Region pointing data
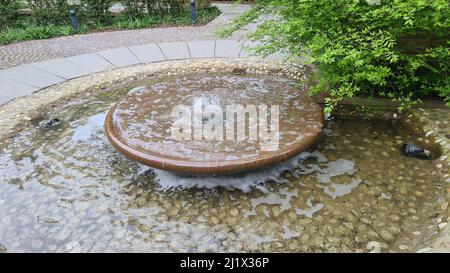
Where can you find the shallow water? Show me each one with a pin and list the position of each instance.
(66, 188)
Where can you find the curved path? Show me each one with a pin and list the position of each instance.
(40, 50)
(24, 79)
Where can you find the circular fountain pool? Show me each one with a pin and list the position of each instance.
(64, 188)
(242, 111)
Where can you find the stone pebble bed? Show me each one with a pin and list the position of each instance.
(32, 107)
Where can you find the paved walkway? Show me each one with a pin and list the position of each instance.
(40, 50)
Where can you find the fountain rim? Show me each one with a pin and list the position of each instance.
(206, 167)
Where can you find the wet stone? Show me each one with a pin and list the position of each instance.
(90, 198)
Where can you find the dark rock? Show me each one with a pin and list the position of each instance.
(47, 124)
(412, 150)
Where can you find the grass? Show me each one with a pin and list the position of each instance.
(29, 30)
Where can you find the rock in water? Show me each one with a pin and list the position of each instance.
(47, 124)
(412, 150)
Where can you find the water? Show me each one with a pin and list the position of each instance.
(65, 189)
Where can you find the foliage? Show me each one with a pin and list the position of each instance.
(96, 10)
(9, 12)
(398, 49)
(140, 8)
(49, 12)
(28, 30)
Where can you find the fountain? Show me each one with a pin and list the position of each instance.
(65, 188)
(140, 126)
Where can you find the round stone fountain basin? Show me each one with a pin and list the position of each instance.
(141, 125)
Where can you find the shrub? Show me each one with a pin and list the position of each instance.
(139, 8)
(398, 49)
(96, 10)
(9, 12)
(50, 12)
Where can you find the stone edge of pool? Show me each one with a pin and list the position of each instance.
(62, 79)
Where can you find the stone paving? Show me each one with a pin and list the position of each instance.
(24, 79)
(40, 50)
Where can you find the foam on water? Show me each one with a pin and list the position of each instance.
(244, 182)
(258, 179)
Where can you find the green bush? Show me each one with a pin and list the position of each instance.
(95, 10)
(49, 12)
(398, 49)
(140, 8)
(9, 12)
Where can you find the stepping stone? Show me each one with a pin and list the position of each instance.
(147, 53)
(62, 68)
(175, 50)
(119, 57)
(201, 49)
(29, 75)
(227, 49)
(91, 62)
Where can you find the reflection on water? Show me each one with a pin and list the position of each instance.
(66, 189)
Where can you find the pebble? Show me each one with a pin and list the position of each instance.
(386, 235)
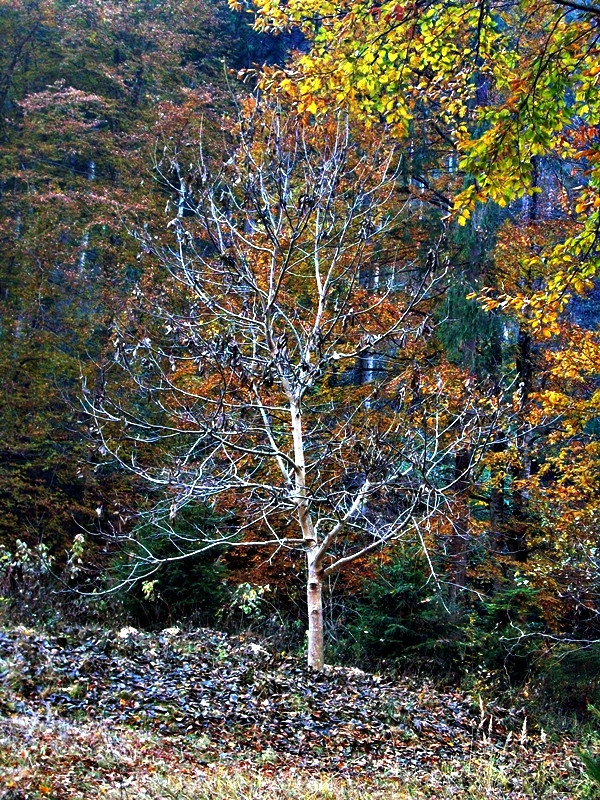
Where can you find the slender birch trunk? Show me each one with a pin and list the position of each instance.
(314, 586)
(314, 597)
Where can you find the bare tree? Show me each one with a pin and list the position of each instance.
(286, 280)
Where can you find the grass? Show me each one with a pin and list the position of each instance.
(59, 760)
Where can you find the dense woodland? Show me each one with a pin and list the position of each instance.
(306, 293)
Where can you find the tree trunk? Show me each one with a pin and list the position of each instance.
(314, 597)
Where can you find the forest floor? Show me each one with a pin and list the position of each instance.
(193, 715)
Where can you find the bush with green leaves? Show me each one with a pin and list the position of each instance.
(190, 588)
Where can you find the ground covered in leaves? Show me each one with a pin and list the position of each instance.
(196, 714)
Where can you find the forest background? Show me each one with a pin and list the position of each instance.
(490, 116)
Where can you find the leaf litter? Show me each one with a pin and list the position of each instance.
(218, 700)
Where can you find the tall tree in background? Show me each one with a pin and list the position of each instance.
(86, 89)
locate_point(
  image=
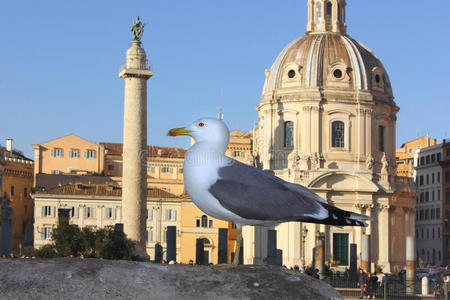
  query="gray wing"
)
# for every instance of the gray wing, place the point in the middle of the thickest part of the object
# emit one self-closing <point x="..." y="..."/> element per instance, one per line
<point x="255" y="194"/>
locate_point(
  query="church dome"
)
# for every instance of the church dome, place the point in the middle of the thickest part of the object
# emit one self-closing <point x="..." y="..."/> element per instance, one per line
<point x="328" y="58"/>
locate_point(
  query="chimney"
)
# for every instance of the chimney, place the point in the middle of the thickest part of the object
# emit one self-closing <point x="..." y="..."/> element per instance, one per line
<point x="9" y="145"/>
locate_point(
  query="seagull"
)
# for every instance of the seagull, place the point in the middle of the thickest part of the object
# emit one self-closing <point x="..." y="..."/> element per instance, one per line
<point x="229" y="190"/>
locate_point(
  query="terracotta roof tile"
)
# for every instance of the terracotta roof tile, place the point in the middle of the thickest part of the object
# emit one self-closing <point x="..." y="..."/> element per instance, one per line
<point x="81" y="189"/>
<point x="153" y="151"/>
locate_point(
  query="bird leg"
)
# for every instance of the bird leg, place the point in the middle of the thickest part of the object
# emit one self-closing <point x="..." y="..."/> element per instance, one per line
<point x="237" y="251"/>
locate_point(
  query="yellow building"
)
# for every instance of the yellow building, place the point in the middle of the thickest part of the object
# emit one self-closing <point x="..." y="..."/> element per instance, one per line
<point x="17" y="184"/>
<point x="100" y="205"/>
<point x="69" y="154"/>
<point x="404" y="155"/>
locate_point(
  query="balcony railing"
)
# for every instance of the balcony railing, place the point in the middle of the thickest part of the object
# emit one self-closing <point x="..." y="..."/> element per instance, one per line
<point x="138" y="66"/>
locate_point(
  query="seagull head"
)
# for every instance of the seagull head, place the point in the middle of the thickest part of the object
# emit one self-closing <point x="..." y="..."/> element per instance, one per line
<point x="210" y="130"/>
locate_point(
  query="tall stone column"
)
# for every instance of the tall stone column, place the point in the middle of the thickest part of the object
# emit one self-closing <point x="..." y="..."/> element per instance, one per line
<point x="134" y="180"/>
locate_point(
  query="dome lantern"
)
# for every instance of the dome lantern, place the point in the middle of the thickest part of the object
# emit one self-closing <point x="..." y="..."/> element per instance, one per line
<point x="326" y="16"/>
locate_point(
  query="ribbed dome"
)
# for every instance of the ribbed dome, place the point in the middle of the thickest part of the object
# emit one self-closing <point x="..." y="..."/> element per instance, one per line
<point x="327" y="60"/>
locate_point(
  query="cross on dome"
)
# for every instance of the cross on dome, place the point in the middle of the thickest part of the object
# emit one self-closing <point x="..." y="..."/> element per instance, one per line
<point x="326" y="16"/>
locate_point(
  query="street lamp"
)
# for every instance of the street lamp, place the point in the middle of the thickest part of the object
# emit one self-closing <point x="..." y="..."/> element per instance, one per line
<point x="304" y="234"/>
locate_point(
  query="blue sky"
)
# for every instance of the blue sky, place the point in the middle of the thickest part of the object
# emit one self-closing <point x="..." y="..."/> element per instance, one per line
<point x="60" y="61"/>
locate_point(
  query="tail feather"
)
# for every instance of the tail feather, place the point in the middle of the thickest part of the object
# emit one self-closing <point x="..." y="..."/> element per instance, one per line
<point x="340" y="217"/>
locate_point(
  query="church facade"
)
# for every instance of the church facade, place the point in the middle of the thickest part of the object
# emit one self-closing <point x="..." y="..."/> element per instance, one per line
<point x="327" y="120"/>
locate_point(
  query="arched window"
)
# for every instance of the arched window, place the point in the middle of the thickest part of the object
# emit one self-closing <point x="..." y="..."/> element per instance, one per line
<point x="329" y="12"/>
<point x="204" y="221"/>
<point x="339" y="13"/>
<point x="381" y="138"/>
<point x="338" y="134"/>
<point x="289" y="134"/>
<point x="319" y="12"/>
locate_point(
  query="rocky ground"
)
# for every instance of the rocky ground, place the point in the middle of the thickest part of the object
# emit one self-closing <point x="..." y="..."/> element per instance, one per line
<point x="73" y="278"/>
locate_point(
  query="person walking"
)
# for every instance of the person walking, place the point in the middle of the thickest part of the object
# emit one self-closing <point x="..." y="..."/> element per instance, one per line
<point x="373" y="285"/>
<point x="362" y="282"/>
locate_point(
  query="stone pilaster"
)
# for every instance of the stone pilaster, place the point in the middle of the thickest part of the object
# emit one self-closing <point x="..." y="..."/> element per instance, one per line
<point x="134" y="192"/>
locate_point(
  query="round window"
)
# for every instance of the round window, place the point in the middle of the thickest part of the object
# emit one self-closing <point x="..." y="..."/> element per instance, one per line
<point x="377" y="78"/>
<point x="291" y="74"/>
<point x="337" y="73"/>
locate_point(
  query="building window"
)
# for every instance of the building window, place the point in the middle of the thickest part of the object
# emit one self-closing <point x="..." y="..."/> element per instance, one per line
<point x="90" y="154"/>
<point x="47" y="233"/>
<point x="166" y="170"/>
<point x="204" y="221"/>
<point x="319" y="12"/>
<point x="329" y="11"/>
<point x="338" y="134"/>
<point x="237" y="154"/>
<point x="89" y="212"/>
<point x="110" y="213"/>
<point x="74" y="212"/>
<point x="289" y="134"/>
<point x="74" y="153"/>
<point x="340" y="248"/>
<point x="48" y="211"/>
<point x="57" y="152"/>
<point x="381" y="138"/>
<point x="171" y="215"/>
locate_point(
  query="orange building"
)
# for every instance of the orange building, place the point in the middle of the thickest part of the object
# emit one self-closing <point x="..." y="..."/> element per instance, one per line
<point x="404" y="155"/>
<point x="17" y="184"/>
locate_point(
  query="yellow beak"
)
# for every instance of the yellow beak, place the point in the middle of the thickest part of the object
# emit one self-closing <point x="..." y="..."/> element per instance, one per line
<point x="178" y="131"/>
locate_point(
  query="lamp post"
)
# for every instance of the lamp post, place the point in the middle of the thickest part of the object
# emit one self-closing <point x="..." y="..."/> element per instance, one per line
<point x="304" y="234"/>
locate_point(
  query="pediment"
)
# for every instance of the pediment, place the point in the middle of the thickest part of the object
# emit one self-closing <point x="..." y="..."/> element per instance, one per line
<point x="343" y="181"/>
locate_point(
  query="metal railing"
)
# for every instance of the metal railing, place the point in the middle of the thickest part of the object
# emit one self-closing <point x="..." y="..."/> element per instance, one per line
<point x="388" y="286"/>
<point x="141" y="66"/>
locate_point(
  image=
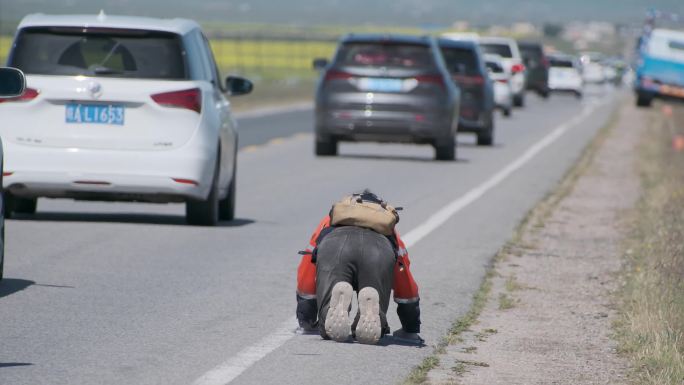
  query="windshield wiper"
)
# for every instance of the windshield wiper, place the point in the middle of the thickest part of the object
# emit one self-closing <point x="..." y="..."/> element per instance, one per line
<point x="102" y="70"/>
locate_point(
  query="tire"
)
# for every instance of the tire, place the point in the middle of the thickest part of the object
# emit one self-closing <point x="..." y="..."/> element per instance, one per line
<point x="206" y="212"/>
<point x="643" y="100"/>
<point x="18" y="205"/>
<point x="25" y="205"/>
<point x="519" y="100"/>
<point x="326" y="147"/>
<point x="446" y="151"/>
<point x="227" y="204"/>
<point x="486" y="136"/>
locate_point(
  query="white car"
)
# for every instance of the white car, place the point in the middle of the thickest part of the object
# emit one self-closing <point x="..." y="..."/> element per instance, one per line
<point x="503" y="93"/>
<point x="592" y="69"/>
<point x="565" y="75"/>
<point x="120" y="108"/>
<point x="512" y="61"/>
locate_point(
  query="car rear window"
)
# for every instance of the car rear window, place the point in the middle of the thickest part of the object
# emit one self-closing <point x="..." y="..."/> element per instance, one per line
<point x="461" y="60"/>
<point x="494" y="67"/>
<point x="99" y="52"/>
<point x="531" y="51"/>
<point x="504" y="50"/>
<point x="562" y="63"/>
<point x="385" y="55"/>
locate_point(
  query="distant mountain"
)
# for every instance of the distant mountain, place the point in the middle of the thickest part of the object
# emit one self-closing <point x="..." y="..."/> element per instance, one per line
<point x="355" y="12"/>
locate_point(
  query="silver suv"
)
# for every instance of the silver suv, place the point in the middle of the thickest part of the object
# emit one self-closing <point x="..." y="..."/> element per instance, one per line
<point x="386" y="89"/>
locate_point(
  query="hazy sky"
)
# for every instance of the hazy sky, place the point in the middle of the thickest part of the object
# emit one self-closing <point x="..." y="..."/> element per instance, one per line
<point x="346" y="12"/>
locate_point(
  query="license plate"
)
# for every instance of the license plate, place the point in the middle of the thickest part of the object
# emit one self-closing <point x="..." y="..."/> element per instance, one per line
<point x="381" y="84"/>
<point x="95" y="113"/>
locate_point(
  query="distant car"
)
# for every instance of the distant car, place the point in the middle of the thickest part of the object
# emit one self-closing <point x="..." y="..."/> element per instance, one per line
<point x="565" y="74"/>
<point x="12" y="85"/>
<point x="386" y="88"/>
<point x="120" y="108"/>
<point x="503" y="93"/>
<point x="513" y="63"/>
<point x="592" y="69"/>
<point x="465" y="63"/>
<point x="660" y="67"/>
<point x="537" y="65"/>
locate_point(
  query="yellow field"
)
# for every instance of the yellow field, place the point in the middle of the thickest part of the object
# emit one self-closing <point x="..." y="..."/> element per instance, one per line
<point x="266" y="54"/>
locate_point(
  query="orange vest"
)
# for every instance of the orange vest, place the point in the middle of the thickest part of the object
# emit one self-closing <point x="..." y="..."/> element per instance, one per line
<point x="405" y="287"/>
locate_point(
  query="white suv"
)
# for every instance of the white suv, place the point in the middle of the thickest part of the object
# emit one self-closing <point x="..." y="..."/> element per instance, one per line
<point x="120" y="108"/>
<point x="512" y="61"/>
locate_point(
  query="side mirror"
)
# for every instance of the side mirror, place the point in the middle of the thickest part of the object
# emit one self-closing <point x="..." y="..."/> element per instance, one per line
<point x="236" y="85"/>
<point x="12" y="82"/>
<point x="319" y="64"/>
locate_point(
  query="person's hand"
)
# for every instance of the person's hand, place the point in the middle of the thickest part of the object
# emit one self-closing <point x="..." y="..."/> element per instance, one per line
<point x="400" y="334"/>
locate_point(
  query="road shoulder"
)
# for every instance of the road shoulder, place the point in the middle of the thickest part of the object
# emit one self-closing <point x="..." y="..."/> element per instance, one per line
<point x="549" y="312"/>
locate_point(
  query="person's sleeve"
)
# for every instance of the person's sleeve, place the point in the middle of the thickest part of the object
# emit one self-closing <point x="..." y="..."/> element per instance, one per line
<point x="406" y="290"/>
<point x="306" y="272"/>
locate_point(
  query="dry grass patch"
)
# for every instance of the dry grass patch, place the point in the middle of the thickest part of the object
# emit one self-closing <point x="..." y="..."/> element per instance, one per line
<point x="651" y="328"/>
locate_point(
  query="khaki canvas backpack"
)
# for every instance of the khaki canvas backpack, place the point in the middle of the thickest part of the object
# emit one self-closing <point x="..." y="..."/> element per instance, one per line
<point x="354" y="211"/>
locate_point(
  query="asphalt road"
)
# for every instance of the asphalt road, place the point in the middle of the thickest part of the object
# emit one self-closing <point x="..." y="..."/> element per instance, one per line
<point x="116" y="293"/>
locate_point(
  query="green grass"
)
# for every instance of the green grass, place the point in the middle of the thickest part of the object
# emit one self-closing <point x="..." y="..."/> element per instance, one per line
<point x="651" y="327"/>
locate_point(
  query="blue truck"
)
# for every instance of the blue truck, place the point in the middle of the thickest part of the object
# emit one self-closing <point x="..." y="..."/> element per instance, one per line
<point x="659" y="66"/>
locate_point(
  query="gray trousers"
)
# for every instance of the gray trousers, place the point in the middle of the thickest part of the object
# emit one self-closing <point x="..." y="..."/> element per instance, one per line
<point x="359" y="256"/>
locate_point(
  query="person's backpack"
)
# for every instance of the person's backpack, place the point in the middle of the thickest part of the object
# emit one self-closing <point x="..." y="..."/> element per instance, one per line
<point x="363" y="211"/>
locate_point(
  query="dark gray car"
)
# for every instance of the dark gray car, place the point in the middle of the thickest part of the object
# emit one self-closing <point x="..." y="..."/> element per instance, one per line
<point x="465" y="63"/>
<point x="386" y="89"/>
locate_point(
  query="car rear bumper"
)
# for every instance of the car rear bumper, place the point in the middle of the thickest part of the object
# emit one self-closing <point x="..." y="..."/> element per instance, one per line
<point x="155" y="176"/>
<point x="384" y="126"/>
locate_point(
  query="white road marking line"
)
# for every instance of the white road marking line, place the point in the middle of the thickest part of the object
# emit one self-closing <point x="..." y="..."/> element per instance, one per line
<point x="441" y="216"/>
<point x="229" y="370"/>
<point x="226" y="372"/>
<point x="268" y="111"/>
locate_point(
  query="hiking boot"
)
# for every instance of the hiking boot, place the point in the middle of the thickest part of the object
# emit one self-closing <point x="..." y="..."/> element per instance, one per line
<point x="369" y="328"/>
<point x="337" y="324"/>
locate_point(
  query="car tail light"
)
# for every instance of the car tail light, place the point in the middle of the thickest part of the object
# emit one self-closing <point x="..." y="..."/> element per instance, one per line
<point x="647" y="82"/>
<point x="469" y="80"/>
<point x="185" y="181"/>
<point x="29" y="94"/>
<point x="337" y="75"/>
<point x="430" y="79"/>
<point x="190" y="99"/>
<point x="517" y="68"/>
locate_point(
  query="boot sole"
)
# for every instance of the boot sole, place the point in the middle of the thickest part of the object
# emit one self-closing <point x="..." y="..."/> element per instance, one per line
<point x="337" y="323"/>
<point x="368" y="330"/>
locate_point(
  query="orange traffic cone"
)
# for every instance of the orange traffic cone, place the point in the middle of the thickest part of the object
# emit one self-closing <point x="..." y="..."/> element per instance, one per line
<point x="678" y="142"/>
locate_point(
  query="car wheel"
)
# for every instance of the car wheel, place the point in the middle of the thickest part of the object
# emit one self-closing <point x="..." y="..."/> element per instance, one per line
<point x="519" y="100"/>
<point x="446" y="150"/>
<point x="227" y="204"/>
<point x="15" y="204"/>
<point x="205" y="213"/>
<point x="486" y="136"/>
<point x="24" y="205"/>
<point x="326" y="147"/>
<point x="644" y="100"/>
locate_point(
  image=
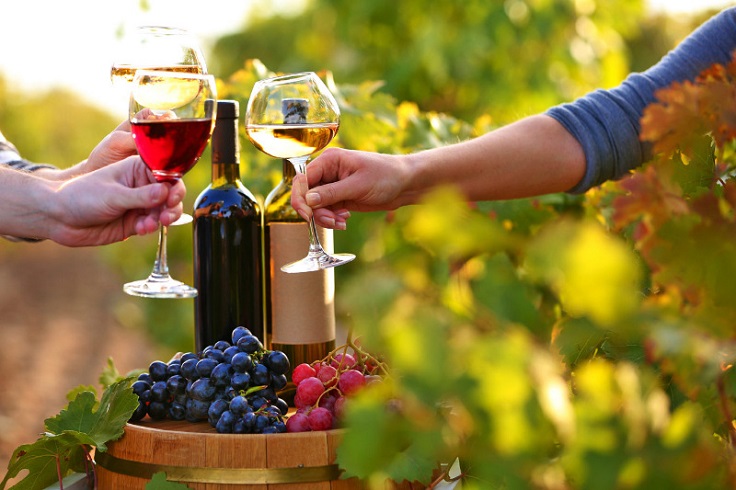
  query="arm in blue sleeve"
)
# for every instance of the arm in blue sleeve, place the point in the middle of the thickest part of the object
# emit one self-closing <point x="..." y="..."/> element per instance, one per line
<point x="607" y="122"/>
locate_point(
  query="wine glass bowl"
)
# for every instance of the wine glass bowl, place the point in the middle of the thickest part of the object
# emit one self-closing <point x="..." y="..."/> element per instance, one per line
<point x="293" y="117"/>
<point x="156" y="48"/>
<point x="171" y="116"/>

Activity:
Lines in the data that include the word "street" should all be copied.

Result for this task:
  query="street lamp"
# for every instance of the street lamp, place the point in the middle of the thickest part of the object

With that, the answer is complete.